▶ _Task details_:
Can you print the data exactly and leave out each image?

(begin)

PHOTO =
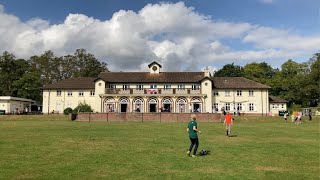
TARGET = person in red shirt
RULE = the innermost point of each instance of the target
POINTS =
(228, 122)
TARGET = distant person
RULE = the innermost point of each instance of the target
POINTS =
(310, 115)
(293, 118)
(299, 118)
(228, 120)
(285, 117)
(192, 129)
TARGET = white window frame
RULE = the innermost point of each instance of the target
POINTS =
(195, 87)
(69, 93)
(239, 106)
(251, 93)
(59, 93)
(139, 87)
(239, 92)
(251, 107)
(227, 106)
(181, 87)
(167, 86)
(227, 93)
(81, 93)
(125, 86)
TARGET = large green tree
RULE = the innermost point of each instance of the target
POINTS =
(230, 70)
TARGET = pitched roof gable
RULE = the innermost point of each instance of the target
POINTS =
(72, 83)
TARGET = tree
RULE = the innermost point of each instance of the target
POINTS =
(10, 70)
(87, 65)
(230, 70)
(83, 107)
(259, 72)
(29, 86)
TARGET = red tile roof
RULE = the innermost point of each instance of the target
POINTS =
(236, 83)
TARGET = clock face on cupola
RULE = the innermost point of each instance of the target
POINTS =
(154, 67)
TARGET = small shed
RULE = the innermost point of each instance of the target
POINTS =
(14, 105)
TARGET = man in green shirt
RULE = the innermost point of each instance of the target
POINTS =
(192, 129)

(end)

▶ _Final answer_:
PHOTO =
TARGET = person in red shirt
RULE = the innermost point of each instance of the target
POINTS =
(228, 122)
TARGET = distant person
RULE = the innermost point of each instance of the target
POINTS =
(310, 115)
(293, 118)
(299, 118)
(228, 120)
(285, 117)
(192, 129)
TARGET = white window frame
RULE = the innermost point of each instance of the target
POINTS =
(195, 87)
(69, 93)
(239, 106)
(251, 93)
(59, 93)
(139, 87)
(239, 92)
(251, 107)
(227, 106)
(181, 87)
(167, 86)
(227, 93)
(81, 93)
(125, 86)
TARGET = large green tree
RULE = the innermost point of each instance of the target
POINTS =
(230, 70)
TARGET = pitched roof gable
RULE = the innermost point of each instance of the target
POINTS =
(72, 83)
TARGET = tree
RULE = the innermost point of each instance of the target
POINTS =
(10, 70)
(87, 65)
(230, 70)
(83, 107)
(259, 72)
(29, 86)
TARGET = red tile roof
RULE = the innermost point of each instance of the target
POINTS =
(236, 83)
TARGET = clock face on cupola
RULE = the innermost point of each instance of the target
POINTS =
(154, 67)
TARGET = small shed
RULE = the innermost point of each instance of the target
POINTS =
(14, 105)
TARGET = man in green shirt
RULE = the innermost point of each instance of the target
POINTS =
(192, 129)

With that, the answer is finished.